斯坦利·庫布里克導演、雷·洛夫喬伊剪輯的《2001:太空漫游》中有一組鏡頭,可能是電影史上最有名的鏡頭切換。
在戰爭的最后一組鏡頭中,一只猿朝上扔了一根骨頭,下一個鏡頭就到了太空中的宇宙飛船。這個匹配剪輯非常巧妙,而且對比清楚地表達了導演要表達的含義:人類起源時期的工具或骨頭,已經被宇宙飛船所替代。
因一個剪輯而成名的電影很少, 《阿拉伯的勞倫斯》是其中之一,也是剪輯師必看的一部片子。這個著名的剪輯是安·考特斯的杰作,內容是彼得·奧圖爾吹滅火柴的特寫鏡頭。

> _資料區塊_
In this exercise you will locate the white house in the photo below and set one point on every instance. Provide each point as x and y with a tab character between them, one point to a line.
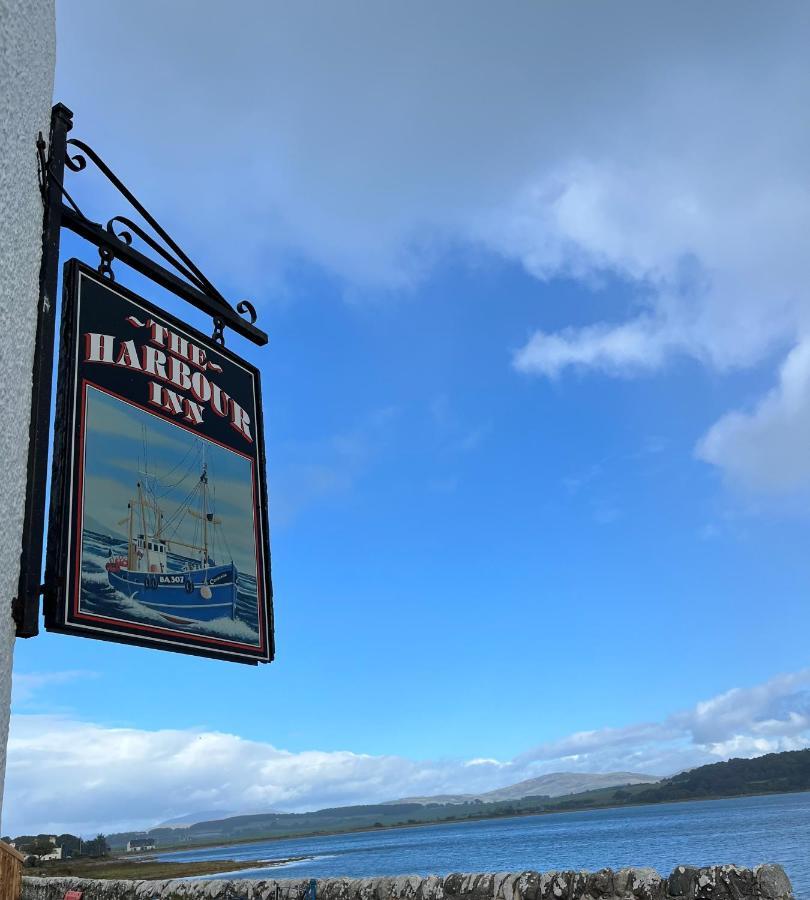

> _任務要求_
a) 根據引文,《阿拉伯的勞倫斯》中那個著名的剪輯是誰的傑作?
b) 請將引文中以含有“在戰爭的最后一組鏡頭中,一只”的詞語開頭、以“安·考特斯的杰作,內容是彼得·奧圖爾吹滅火柴的特寫鏡頭。”結尾的部分重寫一遍,並把其中的“宇宙飛船”替換為“太空船”。
作答時無需使用列表。

> _作答結果_
a) 安·考特斯。

b)
在戰爭的最后一組鏡頭中,一只猿朝上扔了一根骨頭,下一個鏡頭就到了太空中的太空船。這個匹配剪輯非常巧妙,而且對比清楚地表達了導演要表達的含義:人類起源時期的工具或骨頭,已經被太空船所替代。
因一個剪輯而成名的電影很少, 《阿拉伯的勞倫斯》是其中之一,也是剪輯師必看的一部片子。這個著名的剪輯是安·考特斯的杰作,內容是彼得·奧圖爾吹滅火柴的特寫鏡頭。